**RECORDS FOR THIS EXERCISE:**
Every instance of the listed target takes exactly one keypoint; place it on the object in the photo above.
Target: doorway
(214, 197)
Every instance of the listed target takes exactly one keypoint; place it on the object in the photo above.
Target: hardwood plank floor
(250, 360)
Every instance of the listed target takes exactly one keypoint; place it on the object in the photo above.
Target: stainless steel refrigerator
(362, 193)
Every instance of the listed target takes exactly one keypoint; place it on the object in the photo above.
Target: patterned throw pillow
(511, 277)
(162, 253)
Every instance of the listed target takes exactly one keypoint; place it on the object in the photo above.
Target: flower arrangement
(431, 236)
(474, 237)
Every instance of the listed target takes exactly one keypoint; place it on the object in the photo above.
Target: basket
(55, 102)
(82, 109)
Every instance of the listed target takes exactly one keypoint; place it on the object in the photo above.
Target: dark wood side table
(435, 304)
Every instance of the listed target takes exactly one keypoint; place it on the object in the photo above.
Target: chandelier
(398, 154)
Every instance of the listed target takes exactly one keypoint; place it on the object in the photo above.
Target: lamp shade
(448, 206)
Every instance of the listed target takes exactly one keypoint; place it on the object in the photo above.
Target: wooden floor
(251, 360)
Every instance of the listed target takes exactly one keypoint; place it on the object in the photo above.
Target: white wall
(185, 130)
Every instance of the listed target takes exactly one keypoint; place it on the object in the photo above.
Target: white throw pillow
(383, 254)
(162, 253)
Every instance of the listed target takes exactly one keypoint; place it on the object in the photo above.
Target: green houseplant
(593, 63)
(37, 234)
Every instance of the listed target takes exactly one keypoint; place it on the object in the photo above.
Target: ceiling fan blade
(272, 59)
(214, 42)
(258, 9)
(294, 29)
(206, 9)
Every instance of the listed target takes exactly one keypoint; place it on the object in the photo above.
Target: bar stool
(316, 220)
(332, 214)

**TASK INSTRUCTIONS:** Copy all of the data exactly. Skip nothing.

**ANSWER:**
Every instance of the listed target takes exactly one keypoint; place it on the object in the photo above.
Target: doorway
(214, 197)
Every instance of the listed target takes exactly one keypoint; place it on the object in the photo above.
Target: hardwood plank floor
(250, 360)
Every instance of the listed target takes exactly one keypoint; place it on the object in the photo above.
Target: stainless steel refrigerator
(362, 193)
Every instance of the listed target takes exactly one keypoint; place it on the object in the photo above.
Target: patterned throw pillow
(511, 277)
(162, 253)
Every instance of the listed target takes exactly one keypoint; place it on the object in the photo above.
Target: flower arrangement
(431, 236)
(474, 237)
Every instance of the listed target takes exactly one keypoint; place it on the object in the photo above.
Target: basket
(55, 102)
(82, 109)
Every instance of the listed target takes exactly one keypoint; place it on the object in the photo above.
Target: dark wood side table
(435, 304)
Every instance of the listed target takes exactly one keypoint; place it on the object in the photo above.
Target: chandelier
(398, 154)
Every instance of the listed target takes exactly one keypoint; place it on the object in the photo above.
Target: lamp shade
(448, 206)
Every instance of the listed target takes exactly one keypoint; place it on the object in the photo above.
Target: wooden floor
(251, 360)
Every instance of the listed target takes exactly one keypoint; place it on the object in the photo above.
Target: white wall
(185, 130)
Every instance of the listed target takes exactly one keypoint; place it on the object in the photo above.
Target: white throw pillow
(383, 254)
(162, 253)
Every instance of the listed target takes exactly one keypoint; place it on the object in the photo above.
Target: green houseplant
(593, 63)
(37, 234)
Every instance of the listed target takes exactly one keypoint; place it on the object in the photo above.
Target: ceiling fan blade
(272, 59)
(214, 42)
(258, 9)
(294, 29)
(206, 9)
Every instance of the listed target takes exactly one keypoint; place it on the object in the photo above.
Target: bar stool
(316, 220)
(332, 214)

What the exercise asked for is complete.